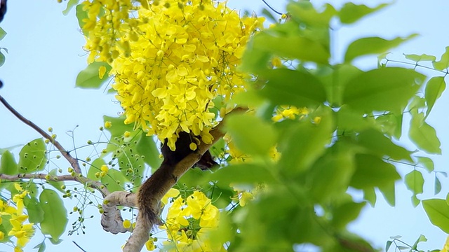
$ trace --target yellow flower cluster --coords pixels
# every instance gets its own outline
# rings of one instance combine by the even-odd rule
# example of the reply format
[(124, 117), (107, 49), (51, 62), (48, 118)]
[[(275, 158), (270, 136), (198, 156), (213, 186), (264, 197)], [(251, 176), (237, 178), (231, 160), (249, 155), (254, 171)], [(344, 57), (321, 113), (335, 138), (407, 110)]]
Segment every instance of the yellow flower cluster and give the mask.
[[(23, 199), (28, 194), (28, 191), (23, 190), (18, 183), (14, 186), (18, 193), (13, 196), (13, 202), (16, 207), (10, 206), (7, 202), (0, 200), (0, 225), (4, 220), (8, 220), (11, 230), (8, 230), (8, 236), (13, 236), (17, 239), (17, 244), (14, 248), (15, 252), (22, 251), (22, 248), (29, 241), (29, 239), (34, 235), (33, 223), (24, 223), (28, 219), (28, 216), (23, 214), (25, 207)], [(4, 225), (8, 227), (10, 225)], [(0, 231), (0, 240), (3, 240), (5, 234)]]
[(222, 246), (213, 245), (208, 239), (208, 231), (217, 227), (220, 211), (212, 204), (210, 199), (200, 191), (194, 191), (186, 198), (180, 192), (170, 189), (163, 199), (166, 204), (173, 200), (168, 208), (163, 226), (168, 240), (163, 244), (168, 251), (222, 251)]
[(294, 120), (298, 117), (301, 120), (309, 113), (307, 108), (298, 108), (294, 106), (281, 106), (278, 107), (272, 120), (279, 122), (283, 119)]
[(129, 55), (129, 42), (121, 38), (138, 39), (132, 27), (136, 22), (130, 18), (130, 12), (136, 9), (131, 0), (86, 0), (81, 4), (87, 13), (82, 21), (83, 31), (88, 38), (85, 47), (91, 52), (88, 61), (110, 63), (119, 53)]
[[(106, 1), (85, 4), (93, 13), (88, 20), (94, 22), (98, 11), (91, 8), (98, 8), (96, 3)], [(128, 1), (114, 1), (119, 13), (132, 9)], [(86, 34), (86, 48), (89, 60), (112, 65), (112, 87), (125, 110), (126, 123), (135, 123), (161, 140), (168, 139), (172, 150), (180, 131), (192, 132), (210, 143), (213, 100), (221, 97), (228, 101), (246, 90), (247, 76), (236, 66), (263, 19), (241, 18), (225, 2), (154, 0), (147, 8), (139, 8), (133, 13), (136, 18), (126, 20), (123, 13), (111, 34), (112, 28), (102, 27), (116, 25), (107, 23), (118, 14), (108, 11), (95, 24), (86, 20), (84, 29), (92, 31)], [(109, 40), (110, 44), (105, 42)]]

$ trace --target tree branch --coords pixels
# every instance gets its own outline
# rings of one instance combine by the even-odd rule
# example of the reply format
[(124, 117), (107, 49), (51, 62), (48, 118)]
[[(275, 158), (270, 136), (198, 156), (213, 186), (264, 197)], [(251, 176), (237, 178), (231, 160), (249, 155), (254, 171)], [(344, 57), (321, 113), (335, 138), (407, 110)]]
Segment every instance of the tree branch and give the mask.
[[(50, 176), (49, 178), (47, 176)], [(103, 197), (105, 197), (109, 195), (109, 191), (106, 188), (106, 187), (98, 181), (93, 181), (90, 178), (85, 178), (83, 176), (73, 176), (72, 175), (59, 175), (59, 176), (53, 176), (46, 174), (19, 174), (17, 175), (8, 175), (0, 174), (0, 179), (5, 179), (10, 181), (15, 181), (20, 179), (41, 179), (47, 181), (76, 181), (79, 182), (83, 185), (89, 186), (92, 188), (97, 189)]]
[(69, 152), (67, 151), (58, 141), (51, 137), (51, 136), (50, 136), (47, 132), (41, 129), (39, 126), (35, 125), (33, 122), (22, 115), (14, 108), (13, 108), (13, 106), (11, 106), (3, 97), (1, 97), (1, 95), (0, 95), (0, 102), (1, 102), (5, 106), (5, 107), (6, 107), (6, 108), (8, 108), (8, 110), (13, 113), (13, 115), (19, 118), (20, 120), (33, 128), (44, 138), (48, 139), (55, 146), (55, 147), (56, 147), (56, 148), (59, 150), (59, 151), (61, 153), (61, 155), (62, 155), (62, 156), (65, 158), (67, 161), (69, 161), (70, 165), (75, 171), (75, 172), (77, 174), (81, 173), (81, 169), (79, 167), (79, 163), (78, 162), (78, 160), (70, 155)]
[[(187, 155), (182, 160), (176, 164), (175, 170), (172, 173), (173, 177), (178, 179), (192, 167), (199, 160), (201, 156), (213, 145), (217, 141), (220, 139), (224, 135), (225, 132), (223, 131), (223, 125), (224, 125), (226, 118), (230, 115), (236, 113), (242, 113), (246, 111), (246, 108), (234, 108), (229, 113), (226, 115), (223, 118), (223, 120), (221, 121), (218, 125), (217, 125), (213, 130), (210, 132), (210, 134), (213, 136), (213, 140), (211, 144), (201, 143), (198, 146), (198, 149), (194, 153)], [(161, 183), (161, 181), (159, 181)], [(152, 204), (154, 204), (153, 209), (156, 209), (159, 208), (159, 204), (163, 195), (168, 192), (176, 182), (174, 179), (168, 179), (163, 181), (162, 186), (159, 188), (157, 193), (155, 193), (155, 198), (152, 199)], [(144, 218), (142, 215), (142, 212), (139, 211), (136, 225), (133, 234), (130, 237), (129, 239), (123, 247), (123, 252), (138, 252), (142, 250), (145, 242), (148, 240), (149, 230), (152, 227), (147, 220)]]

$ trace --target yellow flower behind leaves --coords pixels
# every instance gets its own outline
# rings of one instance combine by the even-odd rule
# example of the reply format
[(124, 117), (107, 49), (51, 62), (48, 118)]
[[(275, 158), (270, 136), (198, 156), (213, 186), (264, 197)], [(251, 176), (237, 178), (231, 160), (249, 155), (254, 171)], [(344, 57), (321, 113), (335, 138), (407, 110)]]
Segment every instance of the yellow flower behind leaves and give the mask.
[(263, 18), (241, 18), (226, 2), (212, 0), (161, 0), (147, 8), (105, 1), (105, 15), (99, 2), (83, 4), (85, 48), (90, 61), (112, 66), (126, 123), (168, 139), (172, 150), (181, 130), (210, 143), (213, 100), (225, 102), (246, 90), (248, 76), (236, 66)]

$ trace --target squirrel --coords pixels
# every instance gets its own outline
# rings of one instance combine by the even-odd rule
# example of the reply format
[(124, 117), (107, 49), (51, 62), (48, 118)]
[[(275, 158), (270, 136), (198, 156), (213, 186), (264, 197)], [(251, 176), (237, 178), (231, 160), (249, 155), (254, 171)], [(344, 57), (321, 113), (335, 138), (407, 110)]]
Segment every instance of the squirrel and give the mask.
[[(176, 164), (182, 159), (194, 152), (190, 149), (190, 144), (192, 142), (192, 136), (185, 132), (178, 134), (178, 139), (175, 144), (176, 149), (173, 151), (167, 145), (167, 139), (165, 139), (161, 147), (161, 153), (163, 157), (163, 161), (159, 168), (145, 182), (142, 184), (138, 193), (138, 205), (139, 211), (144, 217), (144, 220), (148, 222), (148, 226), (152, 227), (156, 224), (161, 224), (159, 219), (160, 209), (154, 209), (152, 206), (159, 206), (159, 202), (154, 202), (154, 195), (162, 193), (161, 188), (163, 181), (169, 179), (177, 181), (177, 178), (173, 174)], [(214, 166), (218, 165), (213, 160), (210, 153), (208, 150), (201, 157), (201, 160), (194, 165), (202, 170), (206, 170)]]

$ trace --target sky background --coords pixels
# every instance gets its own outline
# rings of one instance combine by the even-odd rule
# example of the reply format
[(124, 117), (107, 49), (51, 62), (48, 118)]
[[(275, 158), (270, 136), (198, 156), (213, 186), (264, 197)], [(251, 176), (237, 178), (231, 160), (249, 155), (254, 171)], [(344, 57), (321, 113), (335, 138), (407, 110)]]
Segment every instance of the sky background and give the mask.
...
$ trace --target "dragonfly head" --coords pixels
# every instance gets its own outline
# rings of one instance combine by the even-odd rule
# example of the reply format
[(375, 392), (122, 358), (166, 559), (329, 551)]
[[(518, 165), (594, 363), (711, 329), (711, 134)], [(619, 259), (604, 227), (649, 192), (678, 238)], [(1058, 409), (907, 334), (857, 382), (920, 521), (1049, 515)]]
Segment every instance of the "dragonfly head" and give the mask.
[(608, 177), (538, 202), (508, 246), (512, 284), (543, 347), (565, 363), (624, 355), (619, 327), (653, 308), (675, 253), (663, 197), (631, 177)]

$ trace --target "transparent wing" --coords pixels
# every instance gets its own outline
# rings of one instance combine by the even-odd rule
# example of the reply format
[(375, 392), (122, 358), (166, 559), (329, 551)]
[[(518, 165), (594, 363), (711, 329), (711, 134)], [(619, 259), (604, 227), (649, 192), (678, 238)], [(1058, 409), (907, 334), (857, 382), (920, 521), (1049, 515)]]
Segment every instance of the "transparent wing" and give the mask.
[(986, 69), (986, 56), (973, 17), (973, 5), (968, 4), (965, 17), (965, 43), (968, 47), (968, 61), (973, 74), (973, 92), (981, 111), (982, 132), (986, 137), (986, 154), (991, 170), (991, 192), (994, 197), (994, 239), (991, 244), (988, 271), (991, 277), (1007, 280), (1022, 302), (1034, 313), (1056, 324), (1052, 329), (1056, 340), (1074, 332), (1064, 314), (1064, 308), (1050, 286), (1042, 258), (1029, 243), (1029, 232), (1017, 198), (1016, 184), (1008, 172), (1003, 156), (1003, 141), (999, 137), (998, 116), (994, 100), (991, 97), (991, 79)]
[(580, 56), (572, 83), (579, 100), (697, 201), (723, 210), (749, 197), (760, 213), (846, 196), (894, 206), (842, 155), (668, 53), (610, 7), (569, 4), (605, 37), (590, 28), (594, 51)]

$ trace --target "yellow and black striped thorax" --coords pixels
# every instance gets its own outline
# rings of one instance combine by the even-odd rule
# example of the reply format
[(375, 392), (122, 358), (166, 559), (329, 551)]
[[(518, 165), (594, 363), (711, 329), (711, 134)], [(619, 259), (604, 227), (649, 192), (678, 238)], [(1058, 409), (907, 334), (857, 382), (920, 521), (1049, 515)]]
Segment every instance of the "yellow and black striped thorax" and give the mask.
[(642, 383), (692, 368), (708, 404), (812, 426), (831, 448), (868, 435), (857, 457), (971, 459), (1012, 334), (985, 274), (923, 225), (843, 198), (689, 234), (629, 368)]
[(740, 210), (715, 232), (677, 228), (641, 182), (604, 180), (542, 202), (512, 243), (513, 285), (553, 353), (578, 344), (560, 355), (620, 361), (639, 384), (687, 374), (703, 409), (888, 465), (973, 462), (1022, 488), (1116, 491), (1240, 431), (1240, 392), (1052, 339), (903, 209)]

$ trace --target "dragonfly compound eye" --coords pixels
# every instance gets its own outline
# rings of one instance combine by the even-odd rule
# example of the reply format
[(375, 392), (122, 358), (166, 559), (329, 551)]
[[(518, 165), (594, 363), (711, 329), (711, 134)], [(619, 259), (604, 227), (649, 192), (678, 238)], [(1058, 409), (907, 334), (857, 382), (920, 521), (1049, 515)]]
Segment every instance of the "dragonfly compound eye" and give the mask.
==
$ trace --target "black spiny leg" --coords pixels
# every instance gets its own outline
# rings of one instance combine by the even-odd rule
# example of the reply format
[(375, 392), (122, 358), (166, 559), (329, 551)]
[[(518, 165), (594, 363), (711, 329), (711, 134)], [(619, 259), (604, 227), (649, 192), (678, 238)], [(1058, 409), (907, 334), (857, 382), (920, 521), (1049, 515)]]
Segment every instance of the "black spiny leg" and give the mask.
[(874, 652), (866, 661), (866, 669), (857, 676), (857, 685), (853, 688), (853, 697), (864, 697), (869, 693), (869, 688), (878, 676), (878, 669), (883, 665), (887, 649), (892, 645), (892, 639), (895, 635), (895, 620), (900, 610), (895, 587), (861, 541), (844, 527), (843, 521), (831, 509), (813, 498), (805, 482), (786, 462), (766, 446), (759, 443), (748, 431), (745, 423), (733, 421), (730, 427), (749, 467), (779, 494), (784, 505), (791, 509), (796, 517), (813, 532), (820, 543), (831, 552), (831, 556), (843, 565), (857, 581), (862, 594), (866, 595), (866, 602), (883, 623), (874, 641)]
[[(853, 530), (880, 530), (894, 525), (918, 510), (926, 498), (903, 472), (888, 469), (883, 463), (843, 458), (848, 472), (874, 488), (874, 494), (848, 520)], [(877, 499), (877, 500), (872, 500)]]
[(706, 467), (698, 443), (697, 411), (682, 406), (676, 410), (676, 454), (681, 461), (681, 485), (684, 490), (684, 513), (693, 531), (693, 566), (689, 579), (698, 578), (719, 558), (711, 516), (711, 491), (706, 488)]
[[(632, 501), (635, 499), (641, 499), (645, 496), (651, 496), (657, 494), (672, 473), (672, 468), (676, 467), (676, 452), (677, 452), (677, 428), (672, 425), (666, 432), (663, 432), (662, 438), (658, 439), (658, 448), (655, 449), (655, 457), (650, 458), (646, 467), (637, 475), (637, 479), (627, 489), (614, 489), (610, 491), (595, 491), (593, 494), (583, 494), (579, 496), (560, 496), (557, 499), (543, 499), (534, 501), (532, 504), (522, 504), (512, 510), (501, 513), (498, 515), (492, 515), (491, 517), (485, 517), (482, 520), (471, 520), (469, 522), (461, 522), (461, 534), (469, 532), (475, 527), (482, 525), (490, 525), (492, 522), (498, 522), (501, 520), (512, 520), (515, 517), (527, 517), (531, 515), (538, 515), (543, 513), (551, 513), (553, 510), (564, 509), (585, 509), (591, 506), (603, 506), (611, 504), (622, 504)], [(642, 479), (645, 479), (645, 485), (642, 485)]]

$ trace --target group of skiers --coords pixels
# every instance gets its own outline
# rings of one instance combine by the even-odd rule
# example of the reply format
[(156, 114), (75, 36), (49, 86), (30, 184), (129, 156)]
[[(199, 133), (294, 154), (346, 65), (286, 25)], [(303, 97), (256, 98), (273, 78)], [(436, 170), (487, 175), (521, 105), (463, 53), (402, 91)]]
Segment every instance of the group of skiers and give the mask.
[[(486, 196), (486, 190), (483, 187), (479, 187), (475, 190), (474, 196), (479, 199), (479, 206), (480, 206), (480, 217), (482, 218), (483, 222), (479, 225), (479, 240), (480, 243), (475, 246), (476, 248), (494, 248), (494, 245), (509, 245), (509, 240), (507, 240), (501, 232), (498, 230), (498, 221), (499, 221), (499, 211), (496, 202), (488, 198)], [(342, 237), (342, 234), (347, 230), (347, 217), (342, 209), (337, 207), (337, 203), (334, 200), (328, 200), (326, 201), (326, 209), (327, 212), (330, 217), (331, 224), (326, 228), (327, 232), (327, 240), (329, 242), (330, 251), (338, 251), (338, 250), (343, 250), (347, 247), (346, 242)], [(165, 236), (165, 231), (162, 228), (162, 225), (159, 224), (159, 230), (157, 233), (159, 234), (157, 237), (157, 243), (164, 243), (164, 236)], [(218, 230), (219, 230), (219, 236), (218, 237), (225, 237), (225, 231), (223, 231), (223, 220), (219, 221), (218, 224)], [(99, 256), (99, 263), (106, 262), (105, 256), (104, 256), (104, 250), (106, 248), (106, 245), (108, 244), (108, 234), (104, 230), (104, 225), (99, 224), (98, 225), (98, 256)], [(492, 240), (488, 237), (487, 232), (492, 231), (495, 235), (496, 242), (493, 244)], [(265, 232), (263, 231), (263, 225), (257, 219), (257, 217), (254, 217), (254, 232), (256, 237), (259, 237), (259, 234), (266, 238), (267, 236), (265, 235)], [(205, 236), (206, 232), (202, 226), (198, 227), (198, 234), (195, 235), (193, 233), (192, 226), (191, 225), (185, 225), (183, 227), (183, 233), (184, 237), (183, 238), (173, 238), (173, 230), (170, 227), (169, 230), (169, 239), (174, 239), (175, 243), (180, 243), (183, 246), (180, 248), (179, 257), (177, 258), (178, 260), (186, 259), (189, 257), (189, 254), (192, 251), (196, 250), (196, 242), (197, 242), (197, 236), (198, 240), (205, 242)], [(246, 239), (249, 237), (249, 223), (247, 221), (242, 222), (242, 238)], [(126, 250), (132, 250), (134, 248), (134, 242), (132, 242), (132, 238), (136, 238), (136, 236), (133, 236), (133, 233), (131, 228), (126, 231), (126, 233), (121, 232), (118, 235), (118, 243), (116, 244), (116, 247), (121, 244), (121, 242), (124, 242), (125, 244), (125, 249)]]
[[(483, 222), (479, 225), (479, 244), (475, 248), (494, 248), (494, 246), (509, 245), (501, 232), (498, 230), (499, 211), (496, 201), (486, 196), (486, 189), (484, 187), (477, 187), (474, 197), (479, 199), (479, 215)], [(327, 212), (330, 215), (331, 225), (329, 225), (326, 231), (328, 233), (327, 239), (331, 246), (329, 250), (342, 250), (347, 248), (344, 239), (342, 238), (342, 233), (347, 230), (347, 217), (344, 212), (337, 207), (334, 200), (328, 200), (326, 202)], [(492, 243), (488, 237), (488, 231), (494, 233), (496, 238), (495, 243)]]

WHAT TO DO: Arrange the lines from the one containing "cluster --coords pixels" through the one containing "240), (5, 234)]]" as a Markdown table, with each line's row number under Number and the line itself under Entry. Leave out any blank lines.

PROBLEM SOLUTION:
| Number | Entry |
|---|---|
| 1 | $ trace --target yellow flower cluster --coords pixels |
| 2 | # every instance gets its own outline |
| 3 | # rings of one instance combine by the even-odd rule |
| 4 | # example of the reply format |
| 5 | [(124, 117), (107, 49), (51, 62), (48, 118)] |
| 6 | [[(275, 158), (270, 136), (198, 156), (213, 186), (264, 197)], [(251, 176), (237, 178), (231, 160), (249, 155), (254, 171)], [(344, 57), (321, 113), (335, 138), (407, 110)]] |
| 7 | Segment every instance of the yellow flower cluster and give the mask. |
| 8 | [[(23, 199), (28, 194), (28, 191), (23, 190), (18, 183), (14, 186), (18, 193), (13, 196), (13, 202), (16, 207), (10, 206), (7, 202), (0, 200), (0, 225), (4, 220), (8, 220), (11, 230), (8, 230), (8, 236), (13, 236), (17, 239), (17, 244), (14, 248), (15, 252), (22, 251), (22, 248), (29, 241), (29, 239), (34, 235), (33, 223), (24, 223), (28, 219), (28, 216), (23, 214), (25, 207)], [(4, 225), (8, 227), (10, 225)], [(0, 231), (0, 240), (3, 240), (5, 234)]] |